§ CONSIGNE: Recopiez fidèlement le passage du texte de la page qui commence par les mots contenant « Renaud Lavillenie a » et se termine par « chance de médaille. ».

§ TEXTE DE LA PAGE:
━━━━━━━━━━━━━━━━

Les simulations donnent alors Armand Duplantis large favori avec 50% de remporter l'or, 21% l'argent et 10% le bronze. Kendriks et Lisek sont logiquement solides outsider. Le premier a 25% de gagner, le second 11% et leur chance de médaille atteint 58% pour Kendricks et 36% pour Lisek.

Renaud Lavillenie a environ 3% de chance de gagner et peut espérer une médaille avec 20% de chance. On notera que son frère Valentin, actuellement 7ème mondial, a un peu plus de 6% de chance de repartir médaillé. Nielsen est aussi un prétendant au titre, avec 6% de chance de victoire et environ 30% de chance de médaille.

Ces résultats sont finalement peu sensibles à l'hypothèse de la hauteur maximale supposée. Ainsi, si on pense que Lavillenie (Renaud) peut de nouveau monter au dessus de 6m, alors ses chances de titre olympique passent à 4.5% tandis que s'il n'est pas en mesure de passer 5.85, alors ses chances de l'Or sont réduites à 1%. Ses chances d'être sur le podium sont sensiblement les mêmes (environ 20%).

━━━━━━━━━━━━━━━━

§ EXTRAIT DES DONNÉES:
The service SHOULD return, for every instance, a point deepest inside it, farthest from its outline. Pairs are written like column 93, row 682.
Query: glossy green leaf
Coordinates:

━━━━━━━━━━━━━━━━

§ RÉPONSE:
Renaud Lavillenie a environ 3% de chance de gagner et peut espérer une médaille avec 20% de chance. On notera que son frère Valentin, actuellement 7ème mondial, a un peu plus de 6% de chance de repartir médaillé. Nielsen est aussi un prétendant au titre, avec 6% de chance de victoire et environ 30% de chance de médaille.